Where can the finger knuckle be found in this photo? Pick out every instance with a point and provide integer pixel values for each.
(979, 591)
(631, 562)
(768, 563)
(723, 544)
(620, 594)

________

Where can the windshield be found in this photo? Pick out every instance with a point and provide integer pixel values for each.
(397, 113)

________

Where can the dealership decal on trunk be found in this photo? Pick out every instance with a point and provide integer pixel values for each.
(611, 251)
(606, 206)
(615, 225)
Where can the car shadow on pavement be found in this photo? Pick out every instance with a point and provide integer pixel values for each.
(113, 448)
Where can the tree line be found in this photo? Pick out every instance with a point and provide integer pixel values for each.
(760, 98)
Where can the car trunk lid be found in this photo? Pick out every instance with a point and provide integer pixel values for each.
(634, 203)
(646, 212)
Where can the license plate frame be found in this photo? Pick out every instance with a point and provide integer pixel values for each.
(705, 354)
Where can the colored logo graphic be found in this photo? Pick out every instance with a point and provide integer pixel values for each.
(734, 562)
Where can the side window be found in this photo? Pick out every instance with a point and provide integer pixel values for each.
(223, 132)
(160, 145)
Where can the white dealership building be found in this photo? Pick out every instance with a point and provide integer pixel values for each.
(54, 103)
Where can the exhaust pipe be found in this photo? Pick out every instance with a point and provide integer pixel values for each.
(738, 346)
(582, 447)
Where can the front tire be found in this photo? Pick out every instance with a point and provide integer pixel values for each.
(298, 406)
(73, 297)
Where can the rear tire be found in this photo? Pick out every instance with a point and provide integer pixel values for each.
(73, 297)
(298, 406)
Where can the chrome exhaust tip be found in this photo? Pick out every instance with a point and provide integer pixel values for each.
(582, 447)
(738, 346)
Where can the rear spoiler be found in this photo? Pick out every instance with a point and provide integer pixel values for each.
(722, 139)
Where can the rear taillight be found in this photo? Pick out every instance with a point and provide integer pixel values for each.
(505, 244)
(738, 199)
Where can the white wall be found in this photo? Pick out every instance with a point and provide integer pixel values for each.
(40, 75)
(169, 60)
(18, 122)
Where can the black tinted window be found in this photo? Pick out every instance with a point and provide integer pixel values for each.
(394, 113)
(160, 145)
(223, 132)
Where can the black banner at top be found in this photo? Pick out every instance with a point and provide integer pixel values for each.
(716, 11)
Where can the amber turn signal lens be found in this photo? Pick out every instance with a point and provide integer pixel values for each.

________

List every line of the rows above that contains the word "window", copying each one in full.

Where can the side window be found in this photo? Pick out every instance with a point and provide integer pixel values for each.
Where can the black tinted window be found in this photo? Pick out every instance with a point and provide integer pixel values for each.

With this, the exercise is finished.